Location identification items
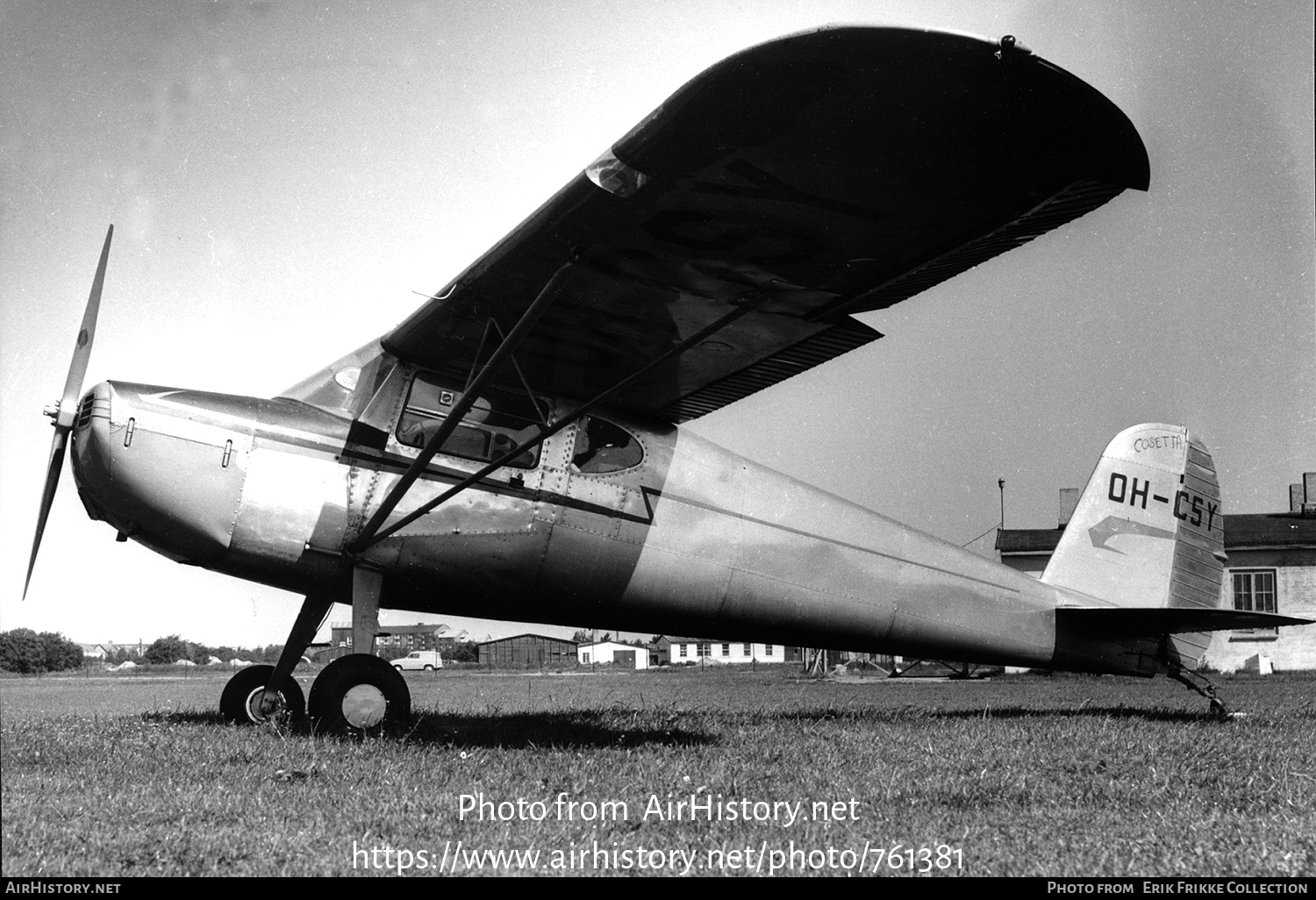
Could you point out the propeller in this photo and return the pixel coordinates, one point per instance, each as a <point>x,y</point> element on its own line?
<point>65,412</point>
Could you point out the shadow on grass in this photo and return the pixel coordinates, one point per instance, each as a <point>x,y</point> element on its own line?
<point>932,713</point>
<point>579,729</point>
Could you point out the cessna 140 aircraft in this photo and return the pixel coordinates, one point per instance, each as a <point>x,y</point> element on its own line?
<point>513,449</point>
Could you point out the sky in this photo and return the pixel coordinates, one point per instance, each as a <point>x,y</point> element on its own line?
<point>286,179</point>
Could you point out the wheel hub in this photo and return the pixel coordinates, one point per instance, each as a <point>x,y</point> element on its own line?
<point>363,705</point>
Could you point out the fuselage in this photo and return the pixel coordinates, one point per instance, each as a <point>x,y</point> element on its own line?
<point>676,534</point>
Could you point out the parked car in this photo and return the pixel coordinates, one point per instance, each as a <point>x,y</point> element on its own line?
<point>418,661</point>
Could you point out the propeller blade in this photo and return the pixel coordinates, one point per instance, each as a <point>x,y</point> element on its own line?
<point>47,496</point>
<point>82,349</point>
<point>68,410</point>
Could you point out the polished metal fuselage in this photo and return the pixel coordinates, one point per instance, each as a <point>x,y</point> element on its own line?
<point>695,539</point>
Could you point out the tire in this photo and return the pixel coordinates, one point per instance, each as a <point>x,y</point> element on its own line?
<point>358,692</point>
<point>241,697</point>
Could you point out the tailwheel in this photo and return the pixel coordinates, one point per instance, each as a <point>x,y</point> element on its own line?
<point>358,692</point>
<point>245,697</point>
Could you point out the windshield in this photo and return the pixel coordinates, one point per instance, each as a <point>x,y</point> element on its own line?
<point>347,386</point>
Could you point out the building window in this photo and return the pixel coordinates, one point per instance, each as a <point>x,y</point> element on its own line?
<point>1255,591</point>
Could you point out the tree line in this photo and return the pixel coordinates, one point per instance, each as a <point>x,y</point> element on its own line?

## Challenge
Could you edit the lines above so that every "photo" becomes "image", with nothing else changed and the pictures left out?

## Solution for this task
Could you point out the propeller in this image and return the pixel coordinates, one point per instance, each as a <point>x,y</point> element on its own line?
<point>65,412</point>
Could you point out the shadow on grass in this image and return the pixel coordinates, one point per instance, each as a <point>x,y</point> element on its own line?
<point>932,713</point>
<point>579,729</point>
Could you point out the cessna 140 aircraft in this image and return the pixel coordinates, one point per instance, each as a <point>x,y</point> element on its own line?
<point>513,449</point>
Could you point out the sky in this image and return the pixel coordinates, one point per instance, each as a <point>x,y</point> element on its own line?
<point>286,179</point>
Could you point out the wheel hub in this image and return the pixel coordinates, one point per instance, each as a <point>x,y</point> element on its own line?
<point>363,705</point>
Could you point out the fuselage in this image and return the pixel coordinates, one point per instance, each as a <point>x,y</point> element on its own line?
<point>676,534</point>
Could you point out the parked car in this image and return the pixel coordinates, one point per instance, each as a <point>x,y</point> element on its own line?
<point>418,661</point>
Could you point out the propeller blade in this image and return the pixel coordinates, one point per instance, each as a <point>x,y</point> element on its own line?
<point>47,496</point>
<point>82,349</point>
<point>68,410</point>
Could you point out the polished metal fuselage in this image and return the pixel coordinates, one point per instance, each as a <point>x,y</point> element on its own line?
<point>695,539</point>
Could you point out the tire in this image and return the pixel coordinates, one point per instance, each as a <point>x,y</point> element on its own line?
<point>358,692</point>
<point>241,697</point>
Could you point out the tailwheel in this image and return the pixel coordinates, one point per instance, each as a <point>x,y</point> element on its own line?
<point>358,692</point>
<point>245,697</point>
Could you point out the windshield in this image and return the pixel coordinates, one point per instance, each as a <point>x,y</point> element on its own line?
<point>347,386</point>
Could you point out the building window in this image and return the pixel coordinates, one point per instance, each as a <point>x,y</point> element on its own line?
<point>1255,591</point>
Could you point out the tree line in this image and return the pixel coordinates, one point per instance, each as a <point>x,y</point> element on its own line?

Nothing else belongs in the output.